■ **WHAT NEEDS TO BE DONE**
Copy each of the following entries word for word, leaving nothing out.

####

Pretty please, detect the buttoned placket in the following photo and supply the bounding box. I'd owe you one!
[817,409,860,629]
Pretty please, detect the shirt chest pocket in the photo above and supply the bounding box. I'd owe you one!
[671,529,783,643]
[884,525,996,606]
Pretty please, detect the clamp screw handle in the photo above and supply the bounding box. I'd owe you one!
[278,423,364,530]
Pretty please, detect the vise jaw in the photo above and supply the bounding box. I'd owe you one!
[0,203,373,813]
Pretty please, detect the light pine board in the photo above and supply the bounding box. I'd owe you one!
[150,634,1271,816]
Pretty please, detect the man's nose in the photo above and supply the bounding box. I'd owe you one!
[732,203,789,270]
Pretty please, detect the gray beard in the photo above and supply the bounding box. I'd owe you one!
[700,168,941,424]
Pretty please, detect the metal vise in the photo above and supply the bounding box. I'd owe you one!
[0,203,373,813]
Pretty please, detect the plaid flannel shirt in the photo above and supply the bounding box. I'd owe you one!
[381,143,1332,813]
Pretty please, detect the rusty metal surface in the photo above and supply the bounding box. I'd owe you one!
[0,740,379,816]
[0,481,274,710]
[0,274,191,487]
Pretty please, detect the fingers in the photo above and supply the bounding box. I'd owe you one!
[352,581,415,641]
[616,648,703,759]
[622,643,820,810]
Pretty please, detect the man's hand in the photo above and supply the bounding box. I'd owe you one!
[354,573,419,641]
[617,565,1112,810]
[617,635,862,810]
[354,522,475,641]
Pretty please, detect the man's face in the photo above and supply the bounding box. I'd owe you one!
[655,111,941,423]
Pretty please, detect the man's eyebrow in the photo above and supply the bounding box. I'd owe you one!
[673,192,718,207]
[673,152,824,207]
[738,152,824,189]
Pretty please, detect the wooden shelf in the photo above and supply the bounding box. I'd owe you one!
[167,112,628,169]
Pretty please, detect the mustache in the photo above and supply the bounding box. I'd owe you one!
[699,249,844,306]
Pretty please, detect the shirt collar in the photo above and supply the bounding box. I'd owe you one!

####

■ **CORRECT RESPONSE**
Pretty please, detect the buttoned placket in the following photo and supply the bounding box. I'd owe you one!
[817,409,860,629]
Pretty please, detect the shirt chest pocket in the photo above and supply the bounding box. I'd owe you one!
[671,529,783,643]
[884,525,996,606]
Pretty please, detect the clamp screw handle in the photo above and supply the bounding box. I'd owe you one!
[278,423,364,530]
Pretty please, detect the vise jaw in the photo above and supply the bounding box. I'd owe you one!
[0,203,373,813]
Pretty please, detect the light pine board in the photo above and supply the bounding box. I'd owe you one!
[150,634,1271,816]
Pretty please, detect the man's nose in the photo above and supply the bounding box. I'd owe you one!
[732,203,789,270]
Pretty please, detect the gray beard in the photo above and supply the bounding box. I'd owe you one!
[700,168,941,424]
Pretty please, detect the metal vise in the photo above and supply the bounding box. I'd owe you one!
[0,203,373,813]
Pretty please, detect the plaid flannel shirt in the photo above and supply the bounding box. I'd owe you one!
[381,143,1332,813]
Pretty please, detect the rusty metal surface in the photo above and supply the bounding box. I'd owe you one!
[0,740,379,816]
[0,481,274,710]
[0,274,191,487]
Pretty please, detect the fingers in the photo above and supply the bounding box. I'd owe you one!
[352,581,415,641]
[616,648,703,759]
[622,643,820,810]
Pretty please, detect the man's hand in the photo above and supply the bounding box. I'd owe you one!
[354,573,419,641]
[617,565,1112,810]
[617,635,862,810]
[354,522,475,641]
Pretty please, detect the man's face in the photo above and supply the bounding box. I'd owe you one!
[655,111,941,423]
Pretty please, detect the man's eyebrow in the photo above and supply the bounding box. I'd owe you one!
[673,192,718,207]
[673,152,824,207]
[738,152,824,189]
Pretty please, detect the wooden shelf in the photo above and supply the bounding box. I'd owe you one!
[167,112,628,169]
Pretty please, detect the mustache in the photo above and supply the bounding box. I'd owe you one!
[699,249,844,306]
Pretty please, detect the shirt collar in the photo above and supply the bounding box. I'd owe you one!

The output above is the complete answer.